*Work order 1*. In the breast augmentation Q&A, list everything the answer says the plastic surgeon will do.
*Work order 2*. Copy out the part of the breast augmentation Q&A that begins at the words "I had Breast" and ends after "is this normal?".
*Work order 3*.
Answer these from the breast augmentation Q&A:
(a) What cup size did the implants start from, and what size did they reach?
(b) How many doctor answers does the page list?
(c) What kind of surgeon does the answer say to consult?

I had Breast implants from an A-cup to a D-cup. Overall, the pain is just uncomfortable. At times,I get real sharp twitches and a burning sensation, and if I breathe in deep, it gets quite painful, is this normal?
Sharp Twitching, Burning Feelings Normal After Breast Augmentation?
Doctor Answers (5)
Sharp twitching, burning feelings normal after breast augmentation?
It is one risk of such a procedure, and one that you must consider, amongst others, as with any surgical procedure. You should consult with a plastic surgeon well-trained in breast procedures who will examine and discuss with you the various risks and benefits of the procedure(s) and assist you in deciding if such a procedure will be the right decision for you.

Dataset entries
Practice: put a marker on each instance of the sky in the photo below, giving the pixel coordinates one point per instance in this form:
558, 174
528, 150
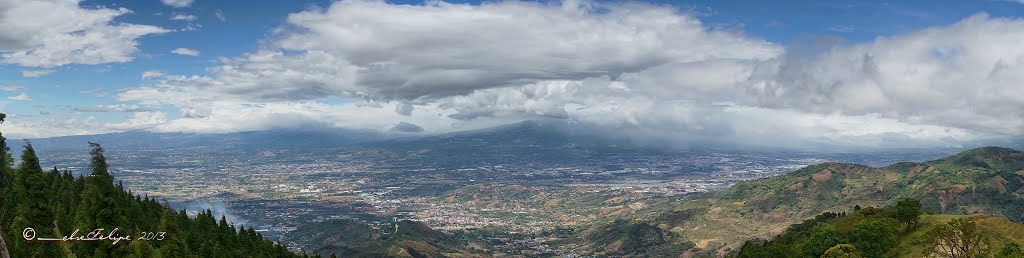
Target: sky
791, 74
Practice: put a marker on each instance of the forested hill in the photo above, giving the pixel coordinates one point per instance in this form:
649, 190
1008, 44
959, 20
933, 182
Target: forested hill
54, 204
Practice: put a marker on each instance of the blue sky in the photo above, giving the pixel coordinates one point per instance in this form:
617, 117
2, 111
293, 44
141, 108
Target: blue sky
238, 30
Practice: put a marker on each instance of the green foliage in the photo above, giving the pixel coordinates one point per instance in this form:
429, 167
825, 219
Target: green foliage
1011, 250
868, 232
907, 211
875, 237
842, 251
960, 239
822, 238
56, 203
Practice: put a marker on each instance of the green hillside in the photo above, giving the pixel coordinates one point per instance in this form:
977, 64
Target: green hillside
55, 203
406, 239
895, 231
986, 181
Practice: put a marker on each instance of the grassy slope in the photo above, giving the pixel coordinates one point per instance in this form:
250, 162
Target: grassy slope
1005, 231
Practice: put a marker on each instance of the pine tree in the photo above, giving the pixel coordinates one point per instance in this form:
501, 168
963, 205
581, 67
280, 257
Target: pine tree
97, 207
32, 210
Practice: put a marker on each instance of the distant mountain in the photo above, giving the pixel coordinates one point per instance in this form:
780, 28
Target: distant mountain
986, 181
347, 238
133, 140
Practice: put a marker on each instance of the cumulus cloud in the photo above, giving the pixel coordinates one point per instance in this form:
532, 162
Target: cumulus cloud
407, 128
140, 120
10, 88
36, 73
152, 74
177, 3
220, 15
185, 51
966, 75
186, 17
62, 33
650, 73
20, 97
390, 51
113, 108
403, 109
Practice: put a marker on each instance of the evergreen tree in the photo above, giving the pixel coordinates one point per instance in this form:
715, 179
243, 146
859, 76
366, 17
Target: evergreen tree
907, 212
32, 210
1011, 250
842, 251
6, 199
960, 239
55, 203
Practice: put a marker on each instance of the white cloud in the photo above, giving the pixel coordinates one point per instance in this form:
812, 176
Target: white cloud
114, 108
187, 17
152, 74
62, 33
647, 72
20, 97
966, 75
379, 50
36, 73
52, 126
220, 15
185, 51
177, 3
10, 88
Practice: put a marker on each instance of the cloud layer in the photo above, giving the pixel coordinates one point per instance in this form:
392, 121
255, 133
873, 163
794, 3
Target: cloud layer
647, 72
47, 34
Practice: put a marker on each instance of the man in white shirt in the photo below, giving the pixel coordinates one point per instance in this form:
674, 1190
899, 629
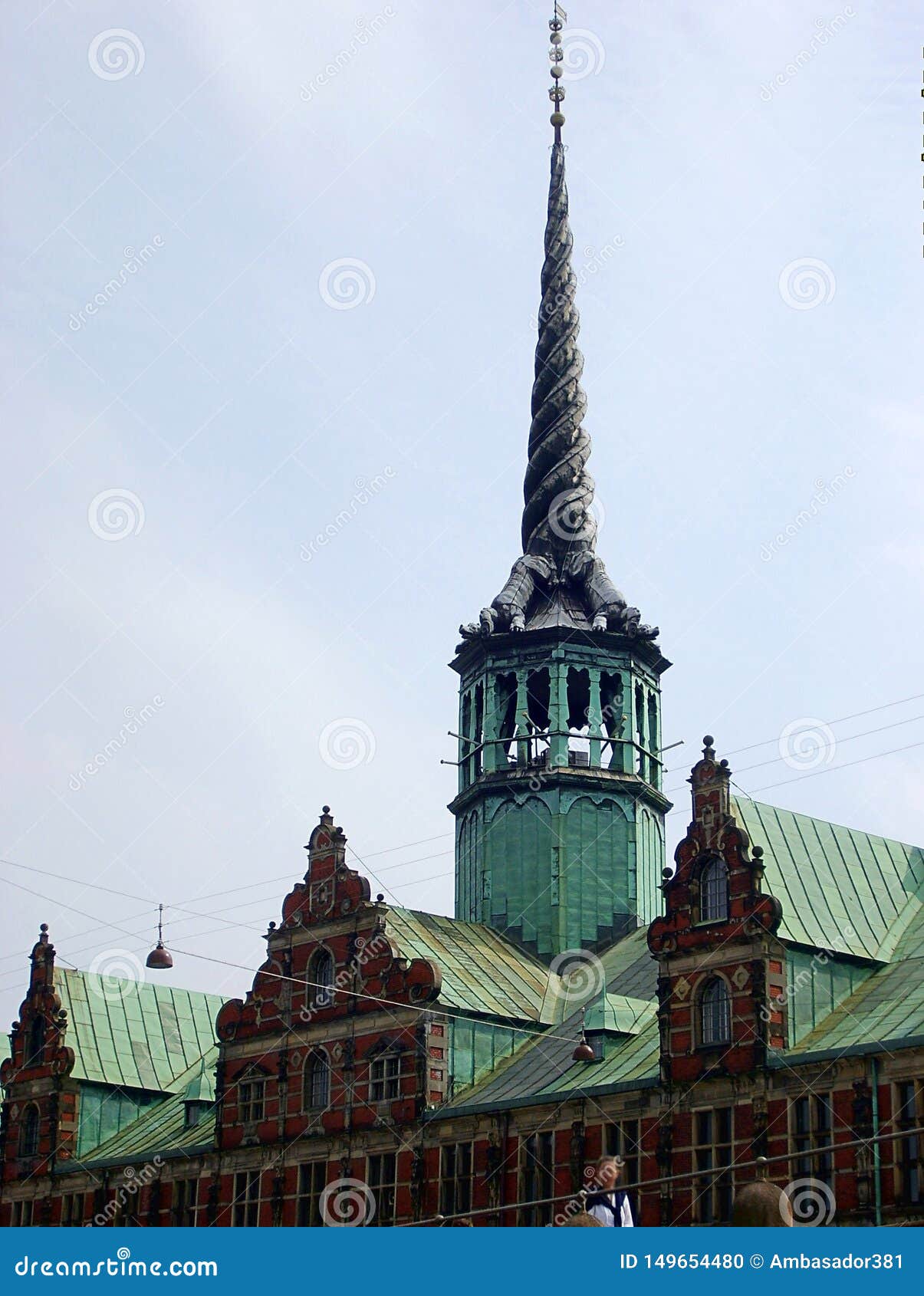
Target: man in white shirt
608, 1204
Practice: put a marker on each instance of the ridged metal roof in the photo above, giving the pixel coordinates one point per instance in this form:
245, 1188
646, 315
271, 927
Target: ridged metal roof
841, 890
133, 1034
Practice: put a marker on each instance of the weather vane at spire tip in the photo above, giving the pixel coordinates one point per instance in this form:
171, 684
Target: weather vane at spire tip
556, 91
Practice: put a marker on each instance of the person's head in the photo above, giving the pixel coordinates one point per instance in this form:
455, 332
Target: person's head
761, 1206
580, 1220
607, 1172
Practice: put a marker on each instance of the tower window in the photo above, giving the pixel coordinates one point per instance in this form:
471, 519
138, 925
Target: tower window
29, 1133
715, 1012
385, 1077
317, 1081
715, 892
321, 979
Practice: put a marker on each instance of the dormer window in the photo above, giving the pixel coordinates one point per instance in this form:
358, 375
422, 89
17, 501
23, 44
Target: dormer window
29, 1132
317, 1081
715, 1012
37, 1041
385, 1077
321, 979
251, 1098
715, 892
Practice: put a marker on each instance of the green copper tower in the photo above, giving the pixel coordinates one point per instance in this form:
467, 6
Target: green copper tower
560, 813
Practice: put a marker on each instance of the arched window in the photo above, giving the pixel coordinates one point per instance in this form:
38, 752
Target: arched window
715, 1012
715, 892
321, 979
37, 1041
317, 1081
29, 1132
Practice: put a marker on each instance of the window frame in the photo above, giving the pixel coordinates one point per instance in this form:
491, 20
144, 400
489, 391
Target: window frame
245, 1207
310, 1189
537, 1179
252, 1098
713, 899
708, 1038
456, 1177
30, 1133
317, 1059
381, 1177
385, 1077
713, 1160
909, 1156
184, 1203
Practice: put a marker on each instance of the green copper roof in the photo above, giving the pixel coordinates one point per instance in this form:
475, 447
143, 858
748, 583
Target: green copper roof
163, 1129
482, 972
841, 890
543, 1068
133, 1034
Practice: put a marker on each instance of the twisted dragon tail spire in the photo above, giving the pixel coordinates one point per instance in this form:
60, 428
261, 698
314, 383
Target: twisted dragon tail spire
557, 488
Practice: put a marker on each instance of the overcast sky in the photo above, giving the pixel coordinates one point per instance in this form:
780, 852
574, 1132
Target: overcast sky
271, 274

*Result 1*.
- Examine you
- Discuss with you the various risks and benefits of the procedure(s)
- Assist you in deciding if such a procedure will be the right decision for you

*Result 2*.
I had Breast implants from an A-cup to a D-cup. Overall, the pain is just uncomfortable. At times,I get real sharp twitches and a burning sensation, and if I breathe in deep, it gets quite painful, is this normal?

*Result 3*.
(a) From an A-cup to a D-cup.
(b) Five.
(c) A plastic surgeon well-trained in breast procedures.